Region labeling records

• • • • •

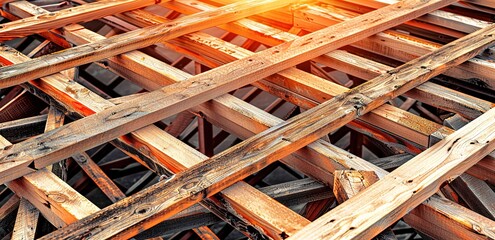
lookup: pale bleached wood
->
[293,104,495,239]
[0,33,308,238]
[0,136,99,228]
[161,0,482,146]
[12,198,40,240]
[0,0,296,88]
[0,0,156,41]
[37,4,495,240]
[0,0,454,181]
[333,170,397,240]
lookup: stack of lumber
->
[0,0,495,240]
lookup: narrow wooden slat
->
[12,198,40,240]
[0,0,456,181]
[0,2,314,236]
[0,0,296,88]
[451,174,495,220]
[45,106,67,181]
[0,0,156,41]
[333,170,397,240]
[40,4,494,237]
[0,114,47,142]
[404,195,495,239]
[0,136,99,227]
[286,33,495,239]
[0,42,307,238]
[72,153,125,202]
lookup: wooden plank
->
[0,42,307,240]
[451,174,495,220]
[0,6,310,236]
[333,170,397,240]
[0,136,99,227]
[0,0,296,88]
[40,3,495,238]
[0,114,47,142]
[0,0,156,41]
[45,106,67,181]
[72,153,125,202]
[12,198,40,240]
[0,0,454,181]
[404,195,495,239]
[293,78,495,239]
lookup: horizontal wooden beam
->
[37,3,494,237]
[0,0,297,88]
[0,0,157,41]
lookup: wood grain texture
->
[0,0,296,88]
[0,31,307,238]
[333,170,397,240]
[333,170,379,203]
[294,106,495,239]
[0,0,454,184]
[38,2,493,238]
[12,198,40,240]
[0,0,156,41]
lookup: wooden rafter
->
[0,0,495,239]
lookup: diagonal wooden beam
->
[0,30,308,239]
[0,0,161,41]
[12,198,40,240]
[37,5,495,238]
[293,97,495,239]
[0,0,456,184]
[0,0,297,88]
[115,1,492,181]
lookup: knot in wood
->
[46,192,69,203]
[345,93,371,117]
[105,107,139,121]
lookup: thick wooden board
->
[37,6,494,240]
[0,0,456,184]
[0,0,296,88]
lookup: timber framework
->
[0,0,495,240]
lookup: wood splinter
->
[333,170,397,240]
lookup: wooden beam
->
[0,0,454,184]
[0,39,307,238]
[0,0,297,88]
[12,198,40,240]
[333,170,397,240]
[293,72,495,239]
[0,0,156,41]
[119,6,492,176]
[40,5,495,238]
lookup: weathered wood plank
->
[0,0,297,88]
[0,0,156,41]
[451,174,495,220]
[72,153,125,202]
[333,170,397,240]
[40,5,495,238]
[333,170,379,203]
[293,72,495,239]
[0,0,450,181]
[12,198,40,240]
[0,37,307,238]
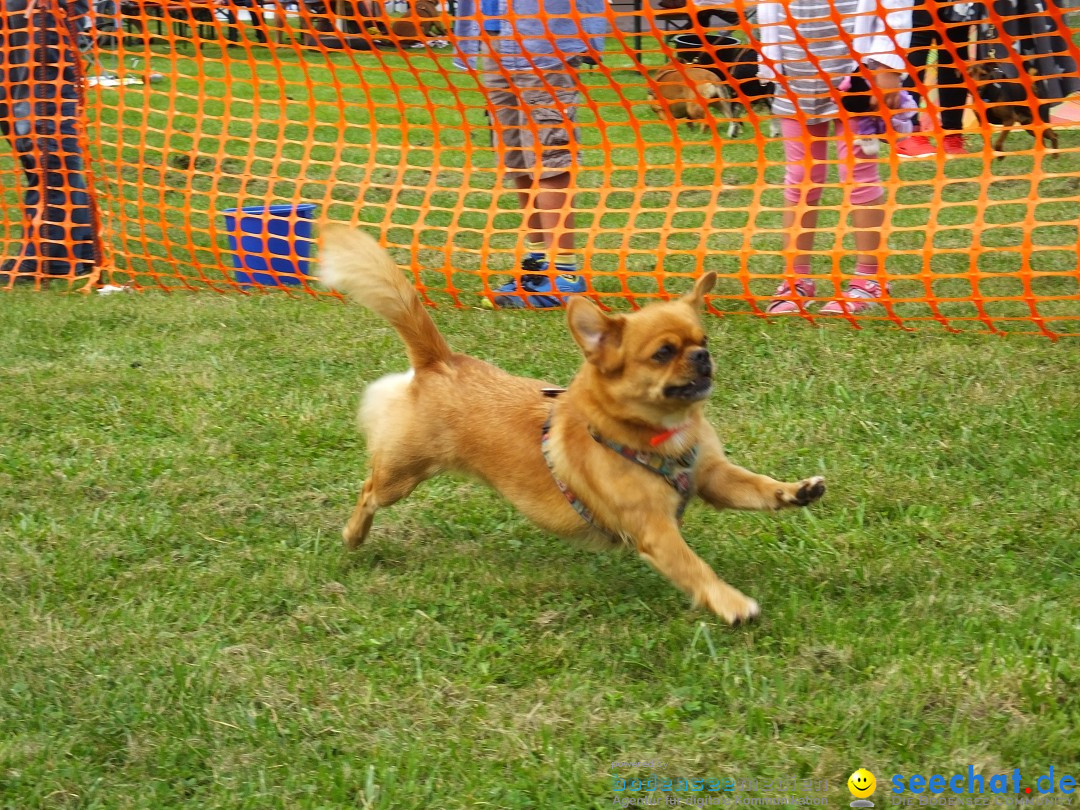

• • • • •

> **GOAL**:
Duplicate the rows above line for line, omitting the pictures.

> **SOLUTION BELOW**:
lookup: pale bleached wood
->
[293,104,495,239]
[0,33,308,238]
[0,136,99,228]
[161,0,482,146]
[12,198,40,240]
[0,0,296,88]
[0,0,156,41]
[37,4,495,240]
[0,0,454,181]
[333,170,397,240]
lookup: stack of lumber
->
[0,0,495,240]
lookup: narrow wooden slat
->
[12,198,40,240]
[0,0,456,181]
[0,2,314,236]
[0,0,296,88]
[451,174,495,220]
[45,106,67,181]
[0,0,156,41]
[333,170,397,240]
[40,4,494,237]
[0,114,47,142]
[404,195,495,239]
[0,136,99,227]
[286,33,495,239]
[0,42,307,238]
[72,153,125,202]
lookup: wooden plank
->
[0,42,307,240]
[451,174,495,220]
[0,6,310,236]
[333,170,397,240]
[0,136,99,227]
[0,0,296,88]
[40,3,495,238]
[0,114,47,142]
[0,0,156,41]
[45,106,67,181]
[72,153,125,202]
[12,198,40,240]
[0,0,454,181]
[404,195,495,239]
[293,78,495,239]
lookup: horizontal wooden beam
->
[37,3,494,237]
[0,0,297,88]
[0,0,157,41]
lookup: wood grain texture
->
[0,0,296,88]
[0,31,307,238]
[333,170,397,240]
[333,170,379,203]
[294,106,495,239]
[0,0,454,184]
[38,2,493,238]
[12,198,40,240]
[0,0,156,41]
lookup: wooden rafter
->
[0,0,495,239]
lookup: diagonal wooden beam
->
[0,30,308,239]
[0,0,161,41]
[12,198,40,240]
[37,5,495,238]
[293,97,495,239]
[0,0,456,184]
[0,0,297,88]
[115,1,492,181]
lookup: knot in wood
->
[46,192,69,203]
[345,93,371,117]
[105,107,139,121]
lookup: thick wooden board
->
[37,6,494,240]
[0,0,456,184]
[0,0,296,88]
lookup: timber framework
->
[0,0,495,240]
lookup: wood splinter
->
[333,170,397,240]
lookup: wooden beam
->
[0,0,454,184]
[0,39,307,238]
[0,0,297,88]
[12,198,40,240]
[333,170,397,240]
[293,72,495,239]
[0,0,156,41]
[119,6,492,176]
[40,5,495,238]
lookup: weathered wood plank
->
[0,0,297,88]
[0,0,156,41]
[451,174,495,220]
[72,153,125,202]
[333,170,397,240]
[40,5,495,238]
[333,170,379,203]
[293,72,495,239]
[0,0,450,181]
[12,198,40,240]
[0,37,307,238]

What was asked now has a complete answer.